» Instruction:
Starting at the first line of the material and ending at the line containing "List every instance of the wispy", put those lines in a Markdown table with columns No. and Text, giving each line its number and skipping blank lines.

----

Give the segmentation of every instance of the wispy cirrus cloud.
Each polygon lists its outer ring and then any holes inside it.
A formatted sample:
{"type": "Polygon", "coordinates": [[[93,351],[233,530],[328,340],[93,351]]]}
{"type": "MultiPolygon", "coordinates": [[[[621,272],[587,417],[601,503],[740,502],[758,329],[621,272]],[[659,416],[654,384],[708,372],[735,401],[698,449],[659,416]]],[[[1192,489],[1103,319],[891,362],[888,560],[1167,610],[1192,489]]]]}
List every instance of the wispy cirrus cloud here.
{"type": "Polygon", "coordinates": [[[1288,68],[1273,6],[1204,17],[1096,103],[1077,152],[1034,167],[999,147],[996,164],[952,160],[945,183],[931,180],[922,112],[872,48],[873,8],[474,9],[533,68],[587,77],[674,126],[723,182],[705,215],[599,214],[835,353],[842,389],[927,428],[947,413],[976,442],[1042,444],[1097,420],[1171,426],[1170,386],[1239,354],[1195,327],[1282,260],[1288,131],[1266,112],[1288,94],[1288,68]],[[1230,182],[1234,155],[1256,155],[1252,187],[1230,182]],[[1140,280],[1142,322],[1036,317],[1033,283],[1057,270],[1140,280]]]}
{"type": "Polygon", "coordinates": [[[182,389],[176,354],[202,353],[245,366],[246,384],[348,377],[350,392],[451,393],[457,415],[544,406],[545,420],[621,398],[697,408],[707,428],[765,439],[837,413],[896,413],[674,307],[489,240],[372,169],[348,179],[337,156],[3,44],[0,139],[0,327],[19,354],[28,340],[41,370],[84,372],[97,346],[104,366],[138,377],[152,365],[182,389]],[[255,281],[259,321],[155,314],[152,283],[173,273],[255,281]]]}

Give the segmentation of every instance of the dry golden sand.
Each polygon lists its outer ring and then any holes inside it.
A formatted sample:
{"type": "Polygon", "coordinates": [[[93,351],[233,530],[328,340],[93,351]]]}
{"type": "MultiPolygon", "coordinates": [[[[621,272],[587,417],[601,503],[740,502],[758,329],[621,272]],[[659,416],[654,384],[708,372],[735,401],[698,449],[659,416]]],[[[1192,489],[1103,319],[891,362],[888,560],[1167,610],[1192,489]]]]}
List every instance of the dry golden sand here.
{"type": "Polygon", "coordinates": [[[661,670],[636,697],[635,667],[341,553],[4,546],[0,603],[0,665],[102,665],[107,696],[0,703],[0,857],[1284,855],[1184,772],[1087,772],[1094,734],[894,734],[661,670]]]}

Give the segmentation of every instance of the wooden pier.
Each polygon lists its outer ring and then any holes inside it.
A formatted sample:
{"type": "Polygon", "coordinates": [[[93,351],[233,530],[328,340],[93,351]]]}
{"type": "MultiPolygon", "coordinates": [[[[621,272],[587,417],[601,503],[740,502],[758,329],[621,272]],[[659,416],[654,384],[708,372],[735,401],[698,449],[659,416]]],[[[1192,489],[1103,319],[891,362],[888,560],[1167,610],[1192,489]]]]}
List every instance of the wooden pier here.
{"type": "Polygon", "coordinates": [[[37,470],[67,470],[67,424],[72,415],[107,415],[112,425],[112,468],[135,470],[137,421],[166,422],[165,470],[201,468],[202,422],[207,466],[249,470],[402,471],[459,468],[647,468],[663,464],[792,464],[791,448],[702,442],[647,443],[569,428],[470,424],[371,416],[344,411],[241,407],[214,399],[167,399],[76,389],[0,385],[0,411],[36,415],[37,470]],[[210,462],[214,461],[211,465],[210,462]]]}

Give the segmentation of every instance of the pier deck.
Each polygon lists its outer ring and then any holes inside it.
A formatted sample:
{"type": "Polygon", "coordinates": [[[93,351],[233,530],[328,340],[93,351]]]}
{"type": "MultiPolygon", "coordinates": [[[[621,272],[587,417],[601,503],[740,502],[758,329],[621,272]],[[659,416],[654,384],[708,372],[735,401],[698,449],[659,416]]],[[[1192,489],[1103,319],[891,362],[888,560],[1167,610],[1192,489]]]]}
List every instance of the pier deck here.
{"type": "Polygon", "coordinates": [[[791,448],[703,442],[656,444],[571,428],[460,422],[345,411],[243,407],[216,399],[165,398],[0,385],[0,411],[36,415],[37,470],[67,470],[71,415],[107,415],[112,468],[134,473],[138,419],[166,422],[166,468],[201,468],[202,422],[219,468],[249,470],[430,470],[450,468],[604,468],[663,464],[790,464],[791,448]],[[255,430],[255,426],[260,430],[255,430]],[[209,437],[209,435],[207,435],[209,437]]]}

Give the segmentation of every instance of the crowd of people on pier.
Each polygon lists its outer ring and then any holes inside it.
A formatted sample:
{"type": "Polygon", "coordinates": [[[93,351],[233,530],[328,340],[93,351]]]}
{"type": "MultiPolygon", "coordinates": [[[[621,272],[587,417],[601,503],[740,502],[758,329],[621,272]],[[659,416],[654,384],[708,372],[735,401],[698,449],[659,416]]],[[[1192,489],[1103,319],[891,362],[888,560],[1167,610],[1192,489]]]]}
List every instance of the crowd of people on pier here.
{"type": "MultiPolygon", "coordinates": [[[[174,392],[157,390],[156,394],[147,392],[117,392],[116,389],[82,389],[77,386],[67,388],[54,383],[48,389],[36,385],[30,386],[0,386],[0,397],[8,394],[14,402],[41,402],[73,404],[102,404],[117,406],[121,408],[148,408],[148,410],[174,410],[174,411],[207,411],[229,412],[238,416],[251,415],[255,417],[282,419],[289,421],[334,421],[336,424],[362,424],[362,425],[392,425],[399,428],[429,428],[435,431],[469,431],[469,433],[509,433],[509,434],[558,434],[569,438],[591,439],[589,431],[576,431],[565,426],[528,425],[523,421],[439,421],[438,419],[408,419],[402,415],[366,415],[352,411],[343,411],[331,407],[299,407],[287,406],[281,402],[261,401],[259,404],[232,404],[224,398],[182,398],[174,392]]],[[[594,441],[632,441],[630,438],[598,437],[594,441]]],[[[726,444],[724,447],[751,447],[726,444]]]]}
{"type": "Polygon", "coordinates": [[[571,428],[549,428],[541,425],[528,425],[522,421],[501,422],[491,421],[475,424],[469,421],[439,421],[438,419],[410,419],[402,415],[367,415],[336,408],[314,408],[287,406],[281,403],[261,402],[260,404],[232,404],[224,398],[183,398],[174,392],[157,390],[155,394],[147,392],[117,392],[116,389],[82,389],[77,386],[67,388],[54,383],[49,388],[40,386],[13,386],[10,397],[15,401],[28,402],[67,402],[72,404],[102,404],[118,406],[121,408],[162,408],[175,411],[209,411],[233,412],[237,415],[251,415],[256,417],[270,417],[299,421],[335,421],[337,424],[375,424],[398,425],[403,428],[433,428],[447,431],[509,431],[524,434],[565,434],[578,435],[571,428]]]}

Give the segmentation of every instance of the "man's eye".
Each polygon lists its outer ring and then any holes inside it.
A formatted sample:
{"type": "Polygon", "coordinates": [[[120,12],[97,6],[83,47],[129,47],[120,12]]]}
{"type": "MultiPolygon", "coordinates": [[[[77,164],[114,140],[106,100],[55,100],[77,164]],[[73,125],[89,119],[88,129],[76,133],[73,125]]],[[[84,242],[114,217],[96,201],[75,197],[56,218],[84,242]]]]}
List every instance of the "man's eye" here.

----

» Worked answer:
| No. | Text |
|---|---|
| 1 | Give the segmentation of every instance of the wispy cirrus cloud. |
| 2 | Each polygon lists its outer ring and then any holes inside it. |
| 3 | A formatted sample: |
| 4 | {"type": "Polygon", "coordinates": [[[93,351],[233,530],[328,340],[93,351]]]} |
| 5 | {"type": "MultiPolygon", "coordinates": [[[[621,272],[587,417],[601,503],[740,502],[758,329],[621,272]],[[659,416],[654,384],[708,372],[735,401],[698,449],[659,416]]],[[[1192,489],[1103,319],[891,362],[888,560],[1167,610],[1192,489]]]]} |
| 6 | List every instance of the wispy cirrus cloud here. |